* [Try it]
In the records below, count every line that includes the word "foliage". Provide the total alone.

* [Material for this task]

== Segment start ==

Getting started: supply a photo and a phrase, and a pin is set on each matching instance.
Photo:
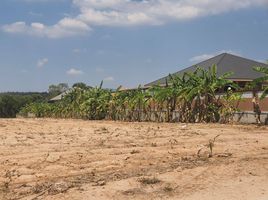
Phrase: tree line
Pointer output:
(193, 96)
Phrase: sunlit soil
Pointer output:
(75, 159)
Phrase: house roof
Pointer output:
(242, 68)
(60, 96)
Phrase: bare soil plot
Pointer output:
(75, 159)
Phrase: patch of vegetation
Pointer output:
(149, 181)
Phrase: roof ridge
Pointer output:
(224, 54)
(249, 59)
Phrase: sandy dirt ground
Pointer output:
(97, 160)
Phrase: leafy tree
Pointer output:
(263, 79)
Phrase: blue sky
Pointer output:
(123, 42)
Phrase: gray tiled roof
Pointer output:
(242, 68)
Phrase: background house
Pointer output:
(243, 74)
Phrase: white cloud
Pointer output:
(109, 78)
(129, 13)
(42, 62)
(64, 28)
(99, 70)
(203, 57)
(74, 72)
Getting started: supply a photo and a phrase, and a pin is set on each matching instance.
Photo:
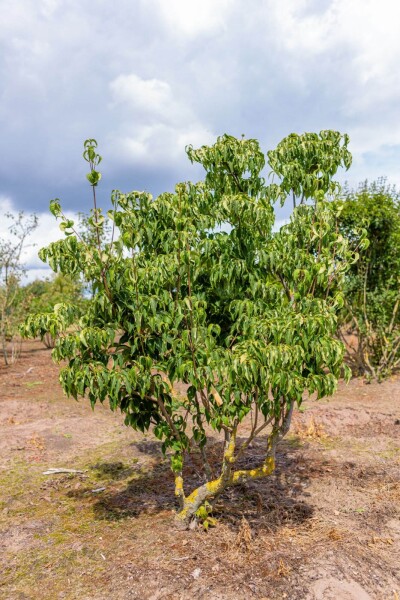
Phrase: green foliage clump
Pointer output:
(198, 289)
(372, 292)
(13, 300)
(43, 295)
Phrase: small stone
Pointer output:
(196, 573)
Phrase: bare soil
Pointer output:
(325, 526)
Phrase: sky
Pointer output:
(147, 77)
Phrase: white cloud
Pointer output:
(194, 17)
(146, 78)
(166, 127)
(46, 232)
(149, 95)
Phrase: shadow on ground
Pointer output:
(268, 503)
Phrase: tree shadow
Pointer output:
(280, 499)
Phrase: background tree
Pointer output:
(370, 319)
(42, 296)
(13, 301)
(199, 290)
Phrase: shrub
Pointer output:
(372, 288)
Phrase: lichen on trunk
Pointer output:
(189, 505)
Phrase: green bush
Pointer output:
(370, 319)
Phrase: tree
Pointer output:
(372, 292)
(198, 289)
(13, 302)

== Segment end ==
== Segment start ==

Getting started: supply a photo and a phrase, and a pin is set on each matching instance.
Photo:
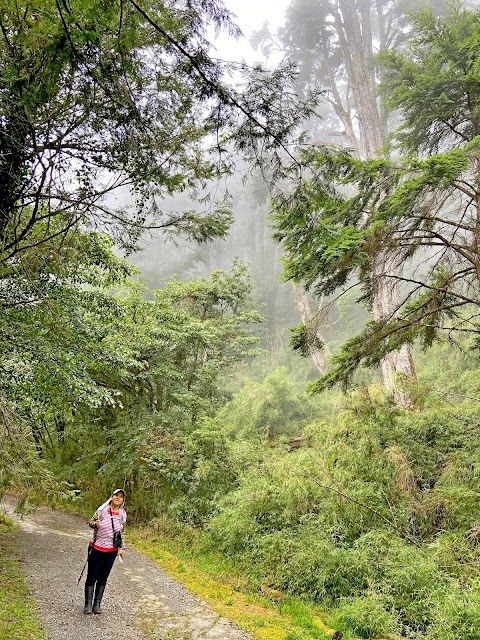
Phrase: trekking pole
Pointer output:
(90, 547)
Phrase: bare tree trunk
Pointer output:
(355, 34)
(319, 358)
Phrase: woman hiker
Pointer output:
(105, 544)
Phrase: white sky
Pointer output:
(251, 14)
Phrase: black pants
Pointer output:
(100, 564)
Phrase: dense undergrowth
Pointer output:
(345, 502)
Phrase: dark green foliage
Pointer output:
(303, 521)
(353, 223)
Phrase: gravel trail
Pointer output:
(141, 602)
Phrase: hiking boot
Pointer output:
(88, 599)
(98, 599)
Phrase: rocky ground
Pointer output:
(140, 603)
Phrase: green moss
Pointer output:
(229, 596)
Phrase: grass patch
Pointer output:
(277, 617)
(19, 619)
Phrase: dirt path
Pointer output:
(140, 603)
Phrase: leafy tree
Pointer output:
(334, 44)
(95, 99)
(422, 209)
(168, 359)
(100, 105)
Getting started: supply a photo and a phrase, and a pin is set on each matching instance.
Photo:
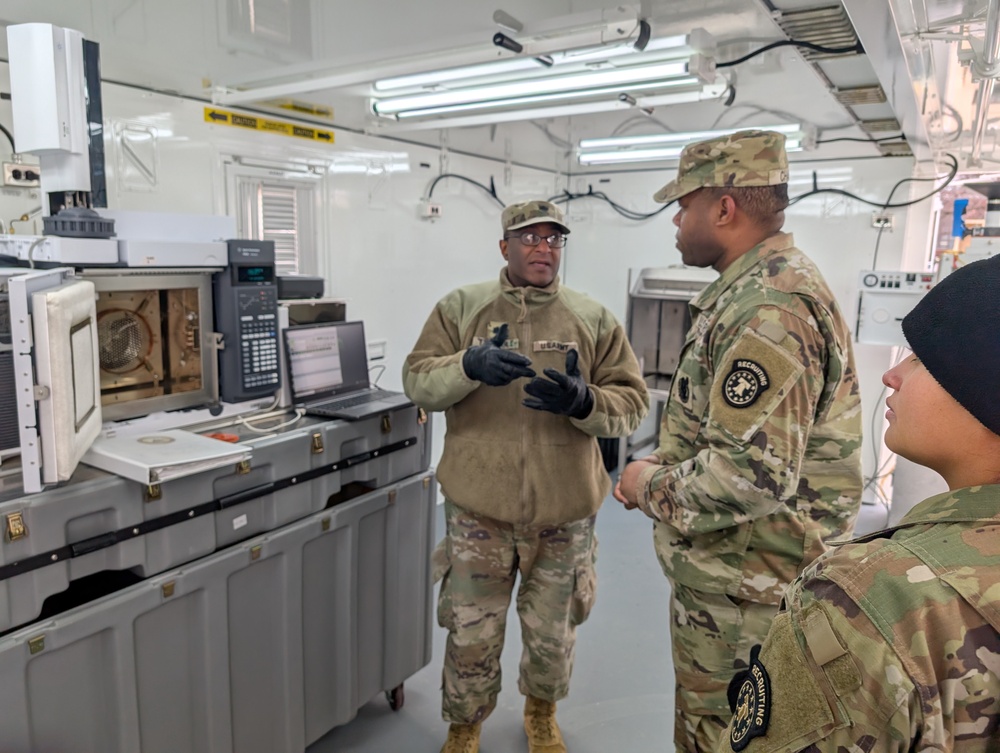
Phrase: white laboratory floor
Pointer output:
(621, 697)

== Segment end ==
== Segment start ==

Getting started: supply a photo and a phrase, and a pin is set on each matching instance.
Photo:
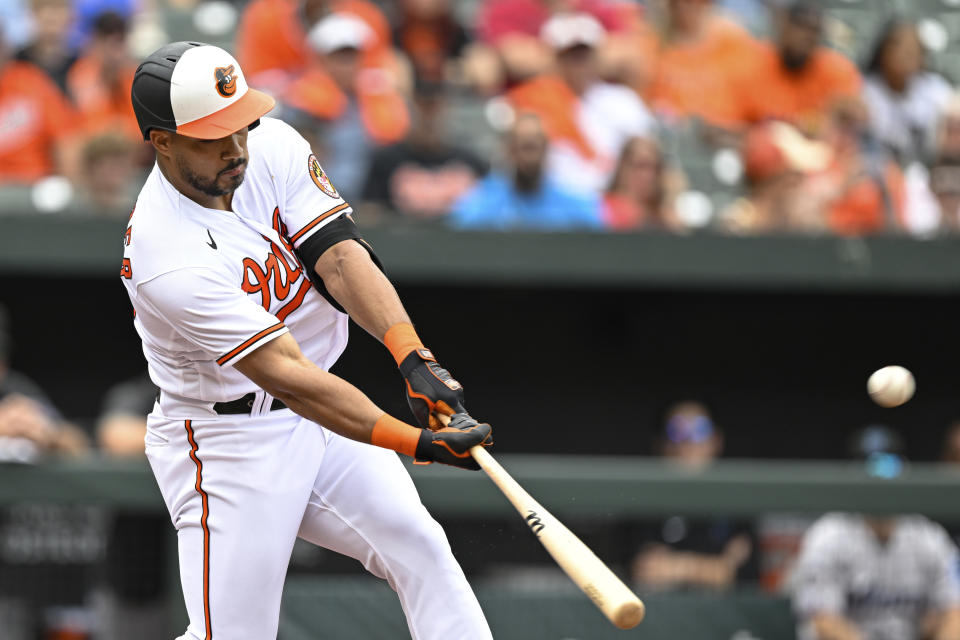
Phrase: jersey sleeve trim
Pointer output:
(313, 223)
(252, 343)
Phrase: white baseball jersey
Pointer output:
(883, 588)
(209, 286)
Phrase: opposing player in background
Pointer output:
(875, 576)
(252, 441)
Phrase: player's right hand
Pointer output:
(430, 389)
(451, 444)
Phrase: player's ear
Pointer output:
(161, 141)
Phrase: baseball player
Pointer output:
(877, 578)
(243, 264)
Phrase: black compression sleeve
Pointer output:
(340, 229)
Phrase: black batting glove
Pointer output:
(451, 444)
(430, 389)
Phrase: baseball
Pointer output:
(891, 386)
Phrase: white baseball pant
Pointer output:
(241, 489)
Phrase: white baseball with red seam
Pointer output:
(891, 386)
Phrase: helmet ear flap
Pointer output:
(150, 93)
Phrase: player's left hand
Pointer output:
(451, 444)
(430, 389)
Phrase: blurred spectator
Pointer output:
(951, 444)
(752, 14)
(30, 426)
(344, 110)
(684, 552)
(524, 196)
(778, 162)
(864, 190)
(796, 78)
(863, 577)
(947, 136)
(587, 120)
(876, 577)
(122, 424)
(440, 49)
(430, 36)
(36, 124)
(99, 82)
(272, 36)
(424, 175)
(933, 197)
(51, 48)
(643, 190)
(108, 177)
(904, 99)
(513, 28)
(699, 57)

== Segment end ==

* [Output for this exercise]
2